• _Exercise_:
Reproduce the full passage on New York City's pandemic lockdown, word for word.
Selected extract START
I get out for a while and learn how the other half of the USA is dealing with the Covid-19 pandemic.
SOMEWHERE, Florida- The difference couldn’t have been more stark. It was three weeks ago and New York City had barely budged at re-opening. The city had been locked down since mid-March, when private businesses were forced to close and eight million+ people put on house arrest in an abuse of power that has perhaps never been matched in US history. People in the streets were tense, angry, masked up, and unemployed. Seemingly having nothing better to do they rioted. There were ongoing demonstrations to eradicate the police which local politicians actively supported, the mayor had previously released 2,500 criminals from Rikers as part of his Covid prevention plan, and, unsurprisingly, crime spread across the city at a rate unlike anything that has been seen in decades. The Bronx was looted. Hundreds of people were shot, dozens murdered. My building was robbed on multiple occasions.
Many other Democrat-run cities across the country employed similar draconian Covid measures as NYC, threw their police under the bus, and sat back and applauded as armed gangs took control of entire neighborhoods.
Selected extract END
Records START
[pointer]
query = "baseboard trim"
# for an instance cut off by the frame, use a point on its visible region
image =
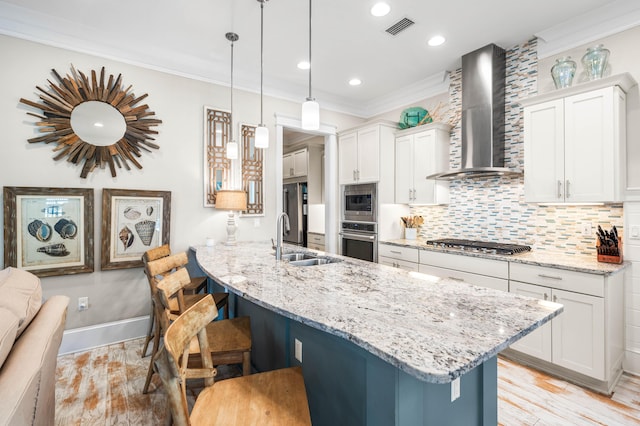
(86, 338)
(631, 361)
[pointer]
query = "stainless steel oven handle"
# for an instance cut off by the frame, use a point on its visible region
(359, 237)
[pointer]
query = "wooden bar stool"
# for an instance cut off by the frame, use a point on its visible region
(155, 271)
(273, 398)
(230, 338)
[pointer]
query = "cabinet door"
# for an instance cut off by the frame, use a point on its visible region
Records END
• _Reply_:
I get out for a while and learn how the other half of the USA is dealing with the Covid-19 pandemic.
SOMEWHERE, Florida- The difference couldn’t have been more stark. It was three weeks ago and New York City had barely budged at re-opening. The city had been locked down since mid-March, when private businesses were forced to close and eight million+ people put on house arrest in an abuse of power that has perhaps never been matched in US history. People in the streets were tense, angry, masked up, and unemployed. Seemingly having nothing better to do they rioted. There were ongoing demonstrations to eradicate the police which local politicians actively supported, the mayor had previously released 2,500 criminals from Rikers as part of his Covid prevention plan, and, unsurprisingly, crime spread across the city at a rate unlike anything that has been seen in decades. The Bronx was looted. Hundreds of people were shot, dozens murdered. My building was robbed on multiple occasions.
Many other Democrat-run cities across the country employed similar draconian Covid measures as NYC, threw their police under the bus, and sat back and applauded as armed gangs took control of entire neighborhoods.